▶ Entries supplied:
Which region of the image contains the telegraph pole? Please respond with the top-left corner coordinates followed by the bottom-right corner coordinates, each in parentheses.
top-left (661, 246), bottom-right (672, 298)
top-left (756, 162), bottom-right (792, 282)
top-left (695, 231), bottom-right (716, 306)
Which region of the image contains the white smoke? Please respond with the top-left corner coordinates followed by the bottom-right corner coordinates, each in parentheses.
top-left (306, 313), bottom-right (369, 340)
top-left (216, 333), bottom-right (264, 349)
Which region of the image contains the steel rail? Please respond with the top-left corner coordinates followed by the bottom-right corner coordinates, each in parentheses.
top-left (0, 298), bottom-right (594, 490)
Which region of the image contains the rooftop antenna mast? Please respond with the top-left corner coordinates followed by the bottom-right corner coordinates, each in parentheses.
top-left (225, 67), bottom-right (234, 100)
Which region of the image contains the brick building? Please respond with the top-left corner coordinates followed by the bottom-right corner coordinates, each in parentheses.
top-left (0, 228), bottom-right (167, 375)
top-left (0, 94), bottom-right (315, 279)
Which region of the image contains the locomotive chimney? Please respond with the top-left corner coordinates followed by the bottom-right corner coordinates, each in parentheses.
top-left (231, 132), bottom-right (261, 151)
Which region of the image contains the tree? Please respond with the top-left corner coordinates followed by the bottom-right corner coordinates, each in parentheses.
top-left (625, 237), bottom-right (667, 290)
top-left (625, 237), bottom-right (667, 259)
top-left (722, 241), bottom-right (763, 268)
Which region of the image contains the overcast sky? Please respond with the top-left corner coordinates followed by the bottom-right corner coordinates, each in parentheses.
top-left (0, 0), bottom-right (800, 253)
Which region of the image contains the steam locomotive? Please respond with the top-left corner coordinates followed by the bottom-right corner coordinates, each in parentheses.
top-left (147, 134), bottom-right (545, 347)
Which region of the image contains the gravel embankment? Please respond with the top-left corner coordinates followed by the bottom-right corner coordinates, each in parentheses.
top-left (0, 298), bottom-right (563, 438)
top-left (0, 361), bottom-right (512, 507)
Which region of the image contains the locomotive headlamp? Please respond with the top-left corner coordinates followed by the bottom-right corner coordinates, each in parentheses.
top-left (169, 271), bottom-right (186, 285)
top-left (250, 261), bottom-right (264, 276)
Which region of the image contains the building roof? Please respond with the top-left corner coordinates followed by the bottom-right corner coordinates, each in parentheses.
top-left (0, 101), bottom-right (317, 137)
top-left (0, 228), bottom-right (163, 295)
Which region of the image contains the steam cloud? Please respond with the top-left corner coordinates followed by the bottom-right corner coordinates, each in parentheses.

▶ Your instructions:
Report each line of the data above that contains the string "steam". Letter case matters.

▶ Result of the exercise:
Which region of the image contains the steam locomotive? Please respond with the top-left corner coordinates followed by the bottom-right corner coordinates, each in parentheses.
Which region of the image contains the steam cloud? Please respond with the top-left corner coordinates followed by the bottom-right corner coordinates, each in parentheses.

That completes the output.